TEXT BLOCK:
Since its debut, the play Hysteria has been advertised as “in the comic tradition of Tom Stoppard,” blithely blending fact and fantasy, real life people and fictional characters into frothy fun. Unfortunately, Johnson is no Stoppard.
Hysteria or Fragments of an Analysis of an Obsessional Neurosis by Terry Johnson. Directed by Daniel Gidron. Presented by The Nora Theatre Company at the Central Square Theater, Cambridge, MA, through January 30.
“It’s strange material for a farce,” wrote critic Clive Barnes when he first saw Hysteria: or Fragments of an Analysis of an Obsessional Neurosis, which premiered at London’s Royal Court Theater in 1992.
That was an understatement.
In June of 1938, Sigmund Freud and a small part of his family fled Vienna and arrived in London. He was old, ill with cancer, and overwhelmed by worry about friends and family left behind in Nazi-occupied Austria. Three weeks later, through the intervention of the Viennese author Stefan Zweig, the psychoanalyst had tea with the young painter Salvador Dali, who regarded Freud as an artistic father and the patron saint of surrealists.

USING THE INFORMATION:
A. Output the part of the review of Hysteria starting at "Since its debut, the" and ending at "Theater in 1992.".
B. Answer these questions on the review of Hysteria:
(i) At which theater and in what year did the play premiere?
(ii) Who directed the production at the Central Square Theater?
(iii) In what month and year did Freud arrive in London?
C. Take the review of Hysteria further from the point where it stops.
The entries that come next have nothing to do with the review of Hysteria.

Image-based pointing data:
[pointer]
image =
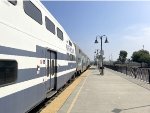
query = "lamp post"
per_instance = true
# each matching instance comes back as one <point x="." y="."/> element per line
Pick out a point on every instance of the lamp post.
<point x="101" y="50"/>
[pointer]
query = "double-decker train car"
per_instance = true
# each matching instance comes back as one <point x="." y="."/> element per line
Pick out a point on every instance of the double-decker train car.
<point x="83" y="62"/>
<point x="37" y="57"/>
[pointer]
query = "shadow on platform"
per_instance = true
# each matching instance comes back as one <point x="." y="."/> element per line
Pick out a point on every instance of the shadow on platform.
<point x="116" y="110"/>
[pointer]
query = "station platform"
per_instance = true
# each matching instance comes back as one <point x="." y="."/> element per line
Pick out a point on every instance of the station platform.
<point x="113" y="92"/>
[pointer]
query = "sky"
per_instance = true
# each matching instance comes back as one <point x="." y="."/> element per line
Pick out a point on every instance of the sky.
<point x="125" y="23"/>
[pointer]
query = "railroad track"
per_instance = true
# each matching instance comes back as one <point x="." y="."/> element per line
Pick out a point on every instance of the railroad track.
<point x="47" y="101"/>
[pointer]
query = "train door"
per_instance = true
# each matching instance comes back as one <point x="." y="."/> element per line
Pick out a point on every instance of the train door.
<point x="53" y="64"/>
<point x="51" y="69"/>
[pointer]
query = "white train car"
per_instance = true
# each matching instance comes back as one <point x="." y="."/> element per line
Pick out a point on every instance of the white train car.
<point x="37" y="57"/>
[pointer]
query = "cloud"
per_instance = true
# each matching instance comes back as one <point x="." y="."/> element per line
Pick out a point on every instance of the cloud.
<point x="138" y="33"/>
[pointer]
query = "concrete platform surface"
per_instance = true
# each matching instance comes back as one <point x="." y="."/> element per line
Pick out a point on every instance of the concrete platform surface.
<point x="110" y="93"/>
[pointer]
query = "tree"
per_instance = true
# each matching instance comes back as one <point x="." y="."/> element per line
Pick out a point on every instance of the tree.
<point x="122" y="56"/>
<point x="141" y="56"/>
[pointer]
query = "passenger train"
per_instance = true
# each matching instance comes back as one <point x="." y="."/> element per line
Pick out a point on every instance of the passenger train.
<point x="37" y="57"/>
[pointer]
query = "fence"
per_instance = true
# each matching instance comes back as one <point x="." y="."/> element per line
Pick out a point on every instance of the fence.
<point x="135" y="72"/>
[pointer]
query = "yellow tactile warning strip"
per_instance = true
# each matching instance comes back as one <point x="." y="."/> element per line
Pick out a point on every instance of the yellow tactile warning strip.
<point x="56" y="104"/>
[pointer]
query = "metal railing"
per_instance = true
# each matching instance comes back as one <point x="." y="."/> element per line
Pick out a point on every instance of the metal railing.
<point x="135" y="72"/>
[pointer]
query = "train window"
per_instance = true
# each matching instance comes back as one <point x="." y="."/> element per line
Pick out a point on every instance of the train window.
<point x="70" y="43"/>
<point x="53" y="67"/>
<point x="68" y="57"/>
<point x="14" y="2"/>
<point x="32" y="11"/>
<point x="59" y="33"/>
<point x="79" y="51"/>
<point x="8" y="72"/>
<point x="50" y="25"/>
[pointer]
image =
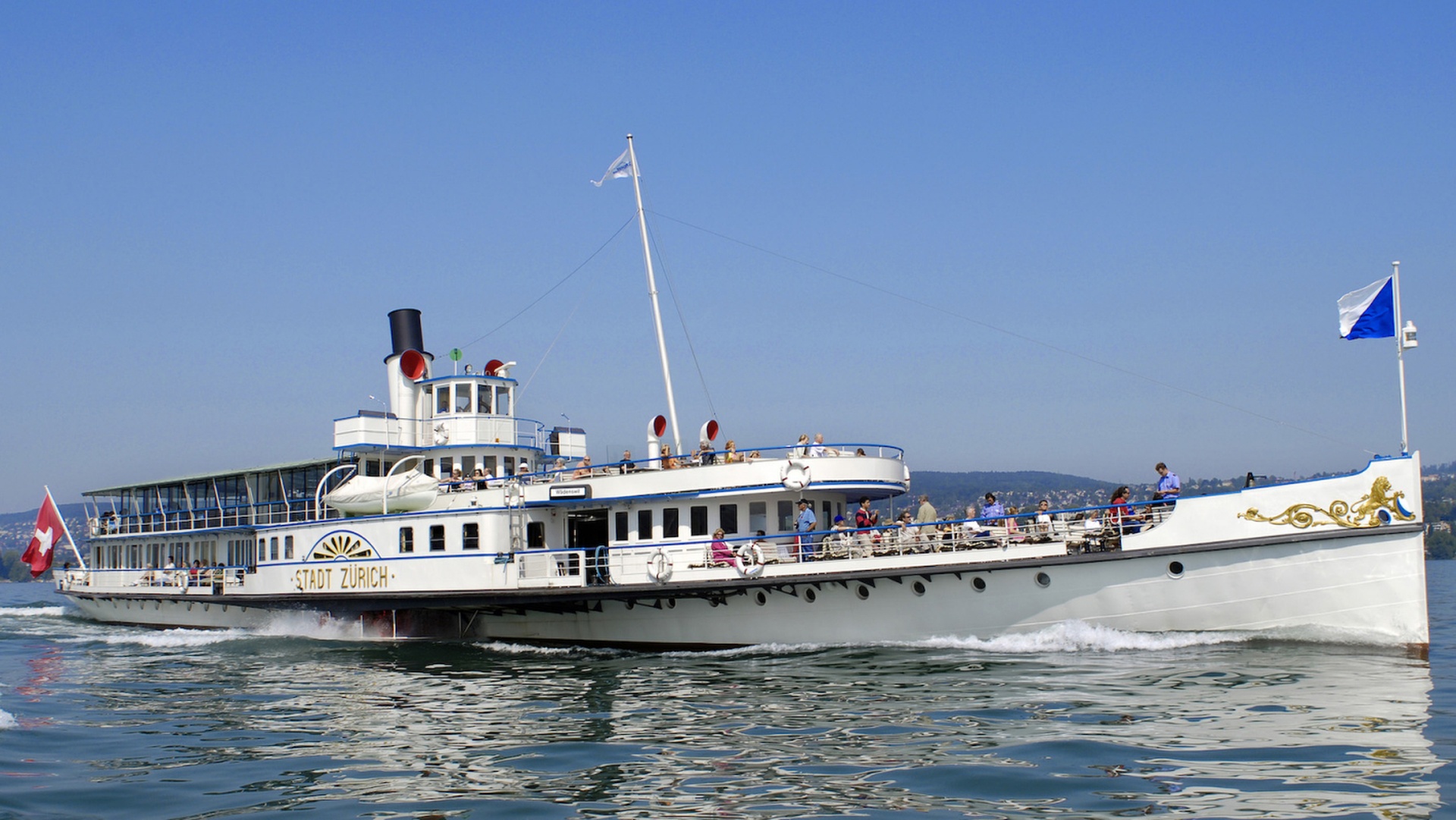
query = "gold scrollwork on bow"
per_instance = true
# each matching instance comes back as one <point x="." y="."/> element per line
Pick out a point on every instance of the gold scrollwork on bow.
<point x="1379" y="507"/>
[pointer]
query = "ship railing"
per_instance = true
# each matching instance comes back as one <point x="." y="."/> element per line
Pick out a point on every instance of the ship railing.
<point x="571" y="470"/>
<point x="215" y="580"/>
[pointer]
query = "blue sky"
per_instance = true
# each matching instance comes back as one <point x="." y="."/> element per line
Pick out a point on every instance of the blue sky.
<point x="943" y="221"/>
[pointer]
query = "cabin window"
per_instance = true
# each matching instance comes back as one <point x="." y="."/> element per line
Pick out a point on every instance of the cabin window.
<point x="758" y="516"/>
<point x="728" y="517"/>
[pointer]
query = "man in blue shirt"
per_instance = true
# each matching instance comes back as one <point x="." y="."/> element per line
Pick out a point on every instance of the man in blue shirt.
<point x="805" y="525"/>
<point x="1168" y="484"/>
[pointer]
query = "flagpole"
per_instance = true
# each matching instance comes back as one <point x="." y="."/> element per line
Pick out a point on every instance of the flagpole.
<point x="67" y="530"/>
<point x="1400" y="356"/>
<point x="657" y="312"/>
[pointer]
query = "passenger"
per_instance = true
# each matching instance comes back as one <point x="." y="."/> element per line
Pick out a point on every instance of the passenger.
<point x="865" y="517"/>
<point x="721" y="552"/>
<point x="1044" y="517"/>
<point x="801" y="449"/>
<point x="584" y="471"/>
<point x="1168" y="484"/>
<point x="992" y="511"/>
<point x="927" y="513"/>
<point x="804" y="525"/>
<point x="1122" y="513"/>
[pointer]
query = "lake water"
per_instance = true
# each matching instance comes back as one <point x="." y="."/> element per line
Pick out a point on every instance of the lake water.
<point x="108" y="721"/>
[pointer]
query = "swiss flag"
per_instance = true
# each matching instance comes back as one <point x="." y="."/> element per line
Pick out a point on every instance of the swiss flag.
<point x="49" y="529"/>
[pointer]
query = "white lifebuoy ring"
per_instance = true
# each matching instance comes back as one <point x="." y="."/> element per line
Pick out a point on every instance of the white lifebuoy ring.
<point x="795" y="475"/>
<point x="750" y="561"/>
<point x="660" y="567"/>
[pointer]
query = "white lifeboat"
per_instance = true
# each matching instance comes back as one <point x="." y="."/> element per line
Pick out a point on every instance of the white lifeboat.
<point x="364" y="494"/>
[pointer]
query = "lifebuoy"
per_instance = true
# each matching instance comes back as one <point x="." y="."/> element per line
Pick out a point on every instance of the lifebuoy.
<point x="750" y="561"/>
<point x="660" y="567"/>
<point x="795" y="475"/>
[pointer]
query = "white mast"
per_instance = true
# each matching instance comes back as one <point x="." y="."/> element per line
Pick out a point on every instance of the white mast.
<point x="1400" y="354"/>
<point x="657" y="313"/>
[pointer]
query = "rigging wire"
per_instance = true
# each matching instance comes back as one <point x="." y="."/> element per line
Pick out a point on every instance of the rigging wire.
<point x="1015" y="335"/>
<point x="682" y="321"/>
<point x="555" y="286"/>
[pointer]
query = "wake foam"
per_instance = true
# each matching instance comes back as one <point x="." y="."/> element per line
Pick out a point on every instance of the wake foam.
<point x="33" y="611"/>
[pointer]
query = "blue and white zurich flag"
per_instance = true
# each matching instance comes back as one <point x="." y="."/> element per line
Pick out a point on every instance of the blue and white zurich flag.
<point x="1369" y="313"/>
<point x="620" y="166"/>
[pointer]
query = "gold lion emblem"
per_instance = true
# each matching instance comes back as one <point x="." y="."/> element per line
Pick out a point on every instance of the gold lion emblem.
<point x="1378" y="507"/>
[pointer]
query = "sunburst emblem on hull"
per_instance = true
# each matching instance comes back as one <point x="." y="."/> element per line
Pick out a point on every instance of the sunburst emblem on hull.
<point x="341" y="545"/>
<point x="1379" y="507"/>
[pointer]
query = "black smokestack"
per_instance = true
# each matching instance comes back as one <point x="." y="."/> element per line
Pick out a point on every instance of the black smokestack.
<point x="403" y="331"/>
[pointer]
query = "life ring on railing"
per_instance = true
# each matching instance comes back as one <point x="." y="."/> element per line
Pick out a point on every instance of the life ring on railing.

PER-TASK OUTPUTS:
A.
Since its debut, the play Hysteria has been advertised as “in the comic tradition of Tom Stoppard,” blithely blending fact and fantasy, real life people and fictional characters into frothy fun. Unfortunately, Johnson is no Stoppard.
Hysteria or Fragments of an Analysis of an Obsessional Neurosis by Terry Johnson. Directed by Daniel Gidron. Presented by The Nora Theatre Company at the Central Square Theater, Cambridge, MA, through January 30.
“It’s strange material for a farce,” wrote critic Clive Barnes when he first saw Hysteria: or Fragments of an Analysis of an Obsessional Neurosis, which premiered at London’s Royal Court Theater in 1992.

B.
(i) London's Royal Court Theater, in 1992
(ii) Daniel Gidron
(iii) June of 1938

C.
Dali sketched Freud during the visit but later wrote that things didn’t go as well as he would have wished. Freud told Zweig that the meeting had raised his opinion of the Surrealists. What really happened that afternoon certainly is a promising subject for an absorbing play—serious or satirical. Recent productions of Mark St. Germain’s Freud’s Last Session have demonstrated how compelling an imagined encounter between a young C. S. Lewis and the analyst can be. But the British playwright Terry Johnson was after something more ambitious.
It’s unclear to me from the Nora Theater’s production of Hysteria exactly what Johnson envisaged. I found the two-act, one-set play a hodge-podge of ideas and styles that was sometimes compelling, sometimes entertaining, but often confusing and disjointed.
In Hysteria Johnson added two invented characters to the meeting of two icons of the twentieth century. The first is Dr. Abraham Yahuda as Freud’s physician, loosely-based on the real-life linguist Abraham Yahuda, who actually lived in Israel and New York. Dr. Yahuda is the mysterious, Dracula-like figure who opens and ends the play by giving Freud injections of morphine. He’s also a dedicated doc who makes house calls on his bicycle and an observant Jew who wears a skullcap and tries to persuade Freud not to publish his book Moses and Monotheism.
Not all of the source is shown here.